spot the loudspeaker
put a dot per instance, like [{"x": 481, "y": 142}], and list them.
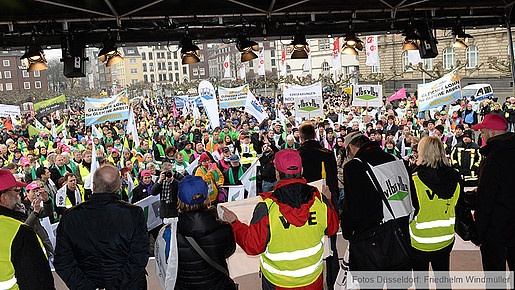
[{"x": 74, "y": 58}]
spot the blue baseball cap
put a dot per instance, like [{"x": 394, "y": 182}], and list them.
[{"x": 189, "y": 187}]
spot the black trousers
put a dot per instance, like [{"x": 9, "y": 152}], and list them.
[
  {"x": 494, "y": 258},
  {"x": 440, "y": 261}
]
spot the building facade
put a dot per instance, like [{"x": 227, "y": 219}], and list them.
[{"x": 14, "y": 75}]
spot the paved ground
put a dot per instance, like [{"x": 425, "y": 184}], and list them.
[{"x": 464, "y": 257}]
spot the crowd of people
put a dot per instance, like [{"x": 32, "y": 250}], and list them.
[{"x": 450, "y": 156}]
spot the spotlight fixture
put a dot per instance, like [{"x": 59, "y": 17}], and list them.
[
  {"x": 34, "y": 59},
  {"x": 299, "y": 46},
  {"x": 189, "y": 52},
  {"x": 352, "y": 44},
  {"x": 461, "y": 39},
  {"x": 109, "y": 54},
  {"x": 247, "y": 48}
]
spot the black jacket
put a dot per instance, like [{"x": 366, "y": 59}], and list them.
[
  {"x": 362, "y": 205},
  {"x": 313, "y": 154},
  {"x": 30, "y": 264},
  {"x": 216, "y": 238},
  {"x": 167, "y": 207},
  {"x": 495, "y": 207},
  {"x": 102, "y": 243}
]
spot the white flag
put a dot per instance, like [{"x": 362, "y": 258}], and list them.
[
  {"x": 261, "y": 66},
  {"x": 243, "y": 73},
  {"x": 248, "y": 179},
  {"x": 283, "y": 63},
  {"x": 307, "y": 64},
  {"x": 95, "y": 133},
  {"x": 131, "y": 128},
  {"x": 227, "y": 69},
  {"x": 208, "y": 98},
  {"x": 371, "y": 50},
  {"x": 414, "y": 57},
  {"x": 254, "y": 107},
  {"x": 337, "y": 62}
]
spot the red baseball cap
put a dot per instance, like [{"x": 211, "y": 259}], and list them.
[
  {"x": 493, "y": 122},
  {"x": 7, "y": 180},
  {"x": 288, "y": 161}
]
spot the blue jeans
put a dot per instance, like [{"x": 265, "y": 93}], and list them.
[{"x": 267, "y": 186}]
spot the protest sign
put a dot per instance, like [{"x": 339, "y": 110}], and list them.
[
  {"x": 44, "y": 108},
  {"x": 232, "y": 97},
  {"x": 442, "y": 91},
  {"x": 367, "y": 95},
  {"x": 98, "y": 111},
  {"x": 8, "y": 110},
  {"x": 307, "y": 99},
  {"x": 150, "y": 206}
]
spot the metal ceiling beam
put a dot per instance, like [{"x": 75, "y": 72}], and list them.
[
  {"x": 75, "y": 8},
  {"x": 140, "y": 8}
]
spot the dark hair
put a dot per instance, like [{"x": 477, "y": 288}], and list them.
[
  {"x": 40, "y": 171},
  {"x": 307, "y": 131}
]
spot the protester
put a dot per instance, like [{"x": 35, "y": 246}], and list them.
[
  {"x": 102, "y": 243},
  {"x": 292, "y": 203},
  {"x": 24, "y": 264}
]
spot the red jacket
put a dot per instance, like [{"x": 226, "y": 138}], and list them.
[{"x": 294, "y": 198}]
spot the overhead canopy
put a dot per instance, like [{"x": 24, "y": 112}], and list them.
[{"x": 153, "y": 21}]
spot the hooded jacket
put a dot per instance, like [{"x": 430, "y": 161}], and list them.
[
  {"x": 495, "y": 209},
  {"x": 294, "y": 198}
]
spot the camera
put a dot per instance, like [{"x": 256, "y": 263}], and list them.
[{"x": 168, "y": 174}]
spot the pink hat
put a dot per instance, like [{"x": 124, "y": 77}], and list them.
[
  {"x": 288, "y": 161},
  {"x": 7, "y": 180},
  {"x": 492, "y": 121},
  {"x": 32, "y": 185},
  {"x": 24, "y": 161}
]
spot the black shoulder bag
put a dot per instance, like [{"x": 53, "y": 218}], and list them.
[{"x": 382, "y": 247}]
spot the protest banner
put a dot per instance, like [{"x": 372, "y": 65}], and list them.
[
  {"x": 99, "y": 111},
  {"x": 232, "y": 97},
  {"x": 367, "y": 95},
  {"x": 442, "y": 91},
  {"x": 307, "y": 99},
  {"x": 150, "y": 206},
  {"x": 46, "y": 107},
  {"x": 9, "y": 111}
]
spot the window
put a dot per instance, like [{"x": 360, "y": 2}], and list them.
[
  {"x": 405, "y": 62},
  {"x": 449, "y": 60},
  {"x": 428, "y": 63},
  {"x": 472, "y": 56}
]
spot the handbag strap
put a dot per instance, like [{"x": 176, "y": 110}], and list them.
[
  {"x": 373, "y": 178},
  {"x": 204, "y": 256}
]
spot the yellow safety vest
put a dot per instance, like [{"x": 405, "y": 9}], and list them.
[
  {"x": 294, "y": 255},
  {"x": 433, "y": 227},
  {"x": 9, "y": 228}
]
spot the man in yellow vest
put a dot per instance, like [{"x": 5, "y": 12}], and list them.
[
  {"x": 288, "y": 227},
  {"x": 23, "y": 263}
]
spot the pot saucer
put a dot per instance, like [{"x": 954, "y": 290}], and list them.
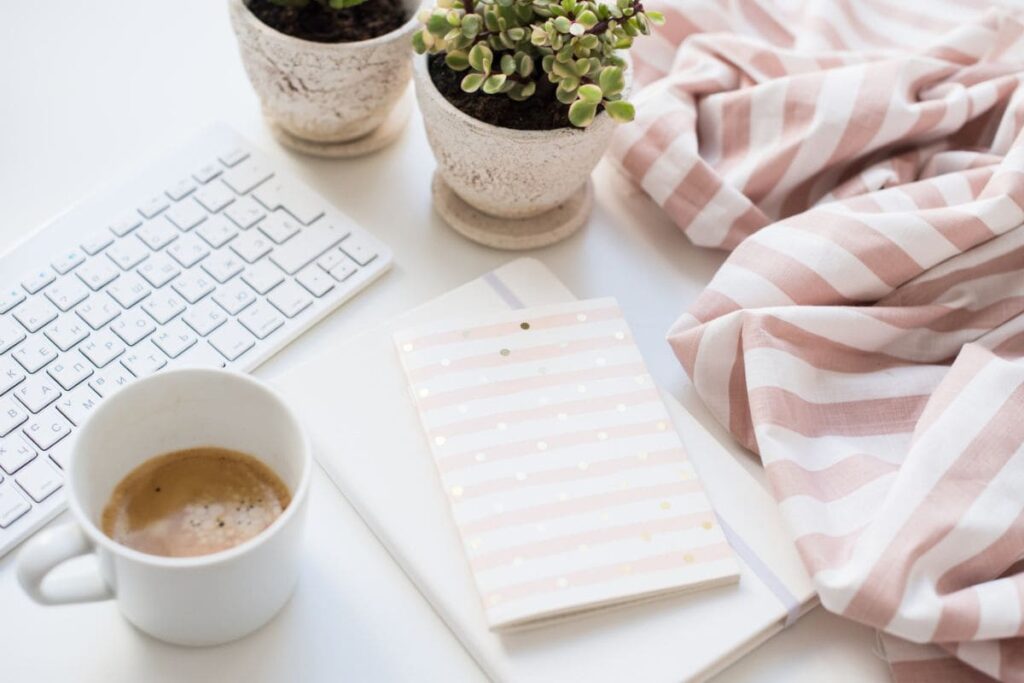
[
  {"x": 512, "y": 233},
  {"x": 376, "y": 139}
]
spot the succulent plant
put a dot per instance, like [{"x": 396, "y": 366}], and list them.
[
  {"x": 333, "y": 4},
  {"x": 506, "y": 46}
]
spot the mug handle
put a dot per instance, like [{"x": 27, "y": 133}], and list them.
[{"x": 47, "y": 551}]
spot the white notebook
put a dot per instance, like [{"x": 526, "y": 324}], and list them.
[
  {"x": 369, "y": 438},
  {"x": 569, "y": 487}
]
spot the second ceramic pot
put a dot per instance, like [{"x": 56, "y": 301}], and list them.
[
  {"x": 325, "y": 92},
  {"x": 505, "y": 172}
]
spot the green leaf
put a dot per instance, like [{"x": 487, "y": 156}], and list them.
[
  {"x": 590, "y": 93},
  {"x": 494, "y": 83},
  {"x": 582, "y": 113},
  {"x": 611, "y": 80},
  {"x": 621, "y": 111},
  {"x": 480, "y": 57},
  {"x": 472, "y": 82},
  {"x": 457, "y": 60}
]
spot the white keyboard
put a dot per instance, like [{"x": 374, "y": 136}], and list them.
[{"x": 210, "y": 258}]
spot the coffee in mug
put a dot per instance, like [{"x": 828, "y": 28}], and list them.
[{"x": 194, "y": 502}]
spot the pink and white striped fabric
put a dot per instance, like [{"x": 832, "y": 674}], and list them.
[{"x": 864, "y": 162}]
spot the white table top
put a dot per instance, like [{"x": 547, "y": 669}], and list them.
[{"x": 90, "y": 90}]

EXERCISE REQUIREMENTS:
Leaving the pictures out, write out every entry exactly.

SOLUTION TO THIS TASK:
spot the loudspeaker
put a dot per instance, like [{"x": 481, "y": 142}], and list them.
[{"x": 74, "y": 58}]
spot the blue baseball cap
put a dot per instance, like [{"x": 394, "y": 182}], and list them.
[{"x": 189, "y": 187}]
spot the black trousers
put a dot per instance, like [{"x": 9, "y": 152}], and list them.
[
  {"x": 494, "y": 258},
  {"x": 440, "y": 261}
]
spot the building facade
put a dot per instance, like [{"x": 227, "y": 219}], and list them.
[{"x": 14, "y": 75}]
spot the paved ground
put a dot per instance, like [{"x": 425, "y": 184}], and list them.
[{"x": 464, "y": 257}]
spot the crowd of people
put a dot per instance, like [{"x": 32, "y": 250}], and list them.
[{"x": 450, "y": 156}]
spot the spotlight fixture
put a dot per instance, like [{"x": 59, "y": 17}], and list them.
[
  {"x": 34, "y": 59},
  {"x": 299, "y": 46},
  {"x": 189, "y": 52},
  {"x": 352, "y": 44},
  {"x": 461, "y": 39},
  {"x": 109, "y": 54},
  {"x": 247, "y": 48}
]
spot the black jacket
put a dot per instance, like [{"x": 366, "y": 59}], and list them.
[
  {"x": 362, "y": 205},
  {"x": 313, "y": 154},
  {"x": 30, "y": 264},
  {"x": 216, "y": 238},
  {"x": 167, "y": 207},
  {"x": 495, "y": 207},
  {"x": 102, "y": 243}
]
spot the white flag
put a dot per instance, like [{"x": 362, "y": 258}], and list them.
[
  {"x": 261, "y": 66},
  {"x": 243, "y": 73},
  {"x": 248, "y": 179},
  {"x": 283, "y": 63},
  {"x": 307, "y": 64},
  {"x": 95, "y": 133},
  {"x": 131, "y": 128},
  {"x": 227, "y": 69},
  {"x": 208, "y": 98},
  {"x": 371, "y": 50},
  {"x": 414, "y": 57},
  {"x": 254, "y": 107},
  {"x": 337, "y": 62}
]
spot the red baseball cap
put a dot per instance, like [{"x": 211, "y": 259}], and list them.
[
  {"x": 493, "y": 122},
  {"x": 7, "y": 180},
  {"x": 288, "y": 161}
]
spot the blue jeans
put a dot per instance, like [{"x": 265, "y": 93}], and list them.
[{"x": 267, "y": 186}]
spot the protest sign
put a dot per instance, like [{"x": 339, "y": 110}], and list them.
[
  {"x": 44, "y": 108},
  {"x": 232, "y": 97},
  {"x": 442, "y": 91},
  {"x": 367, "y": 95},
  {"x": 98, "y": 111},
  {"x": 8, "y": 110},
  {"x": 307, "y": 99},
  {"x": 150, "y": 206}
]
spot the metal ceiling beam
put a dot per instance, like [{"x": 75, "y": 72}], and list them.
[
  {"x": 75, "y": 8},
  {"x": 140, "y": 8}
]
spot the dark hair
put a dot per instance, like [{"x": 477, "y": 288}], and list them.
[
  {"x": 40, "y": 171},
  {"x": 307, "y": 131}
]
spot the protester
put a dot per instance, like [{"x": 35, "y": 246}], and list them.
[
  {"x": 102, "y": 243},
  {"x": 292, "y": 203},
  {"x": 24, "y": 264}
]
spot the red jacket
put a dot per instance, like [{"x": 226, "y": 138}], and list them.
[{"x": 294, "y": 198}]
spot the overhead canopy
put a dot per instance, like [{"x": 24, "y": 112}], and list them.
[{"x": 153, "y": 21}]
spot the hooded jacket
put a dot per instance, like [{"x": 430, "y": 161}], and list them.
[
  {"x": 495, "y": 209},
  {"x": 294, "y": 198}
]
spot the camera
put a dot per instance, like [{"x": 256, "y": 263}], and list them.
[{"x": 168, "y": 174}]
spot the pink hat
put a dot per instance, like [{"x": 124, "y": 77}], and list them.
[
  {"x": 288, "y": 161},
  {"x": 7, "y": 180},
  {"x": 492, "y": 121},
  {"x": 32, "y": 185},
  {"x": 24, "y": 161}
]
spot the black shoulder bag
put a dot per instance, like [{"x": 53, "y": 218}], and list them.
[{"x": 382, "y": 247}]
spot the protest banner
put a dot per instance, like [{"x": 372, "y": 65}], and list them.
[
  {"x": 99, "y": 111},
  {"x": 232, "y": 97},
  {"x": 367, "y": 95},
  {"x": 442, "y": 91},
  {"x": 307, "y": 99},
  {"x": 150, "y": 206},
  {"x": 46, "y": 107},
  {"x": 9, "y": 111}
]
spot the window
put a dot per instance, like [{"x": 360, "y": 2}], and list them.
[
  {"x": 405, "y": 62},
  {"x": 449, "y": 60},
  {"x": 428, "y": 63},
  {"x": 472, "y": 56}
]
spot the handbag strap
put a dot per instance, like [{"x": 176, "y": 110}], and list them.
[
  {"x": 373, "y": 178},
  {"x": 204, "y": 256}
]
spot the yellow safety vest
put a dot per instance, like [{"x": 405, "y": 9}], and list them.
[
  {"x": 294, "y": 255},
  {"x": 433, "y": 227},
  {"x": 9, "y": 228}
]
spot the man in yellow vest
put a dot per instance, like [{"x": 5, "y": 12}], and list them.
[
  {"x": 288, "y": 227},
  {"x": 23, "y": 263}
]
spot the pot saucer
put a dot per instance, like [{"x": 954, "y": 290}], and list them.
[
  {"x": 512, "y": 233},
  {"x": 376, "y": 139}
]
spot the succulent plant
put a dot per instance, like [{"x": 396, "y": 366}], and list them.
[
  {"x": 333, "y": 4},
  {"x": 506, "y": 46}
]
spot the mug handle
put a dot per instance, like [{"x": 27, "y": 133}], and list them.
[{"x": 47, "y": 551}]
spot the white notebook
put a dot per instance, like [{"x": 526, "y": 324}], and list them.
[
  {"x": 369, "y": 438},
  {"x": 569, "y": 487}
]
spot the second ceramic pot
put a dot per instance, like [{"x": 56, "y": 301}], and list them.
[
  {"x": 325, "y": 92},
  {"x": 505, "y": 172}
]
spot the green leaf
put a dot per instance, like [{"x": 487, "y": 156}], and list them.
[
  {"x": 590, "y": 93},
  {"x": 494, "y": 83},
  {"x": 582, "y": 113},
  {"x": 611, "y": 80},
  {"x": 621, "y": 111},
  {"x": 480, "y": 57},
  {"x": 472, "y": 82},
  {"x": 457, "y": 60}
]
spot the white keyboard
put a dot per instance, like [{"x": 374, "y": 136}], and list them.
[{"x": 210, "y": 258}]
spot the coffee in mug
put a dot per instance, like [{"x": 828, "y": 28}], and list them.
[{"x": 194, "y": 502}]
spot the pink and white striped fabric
put a dot per instance, like [{"x": 832, "y": 674}], and list them.
[{"x": 864, "y": 162}]
spot the white table top
put a dot per instance, like [{"x": 547, "y": 669}], and list them.
[{"x": 90, "y": 90}]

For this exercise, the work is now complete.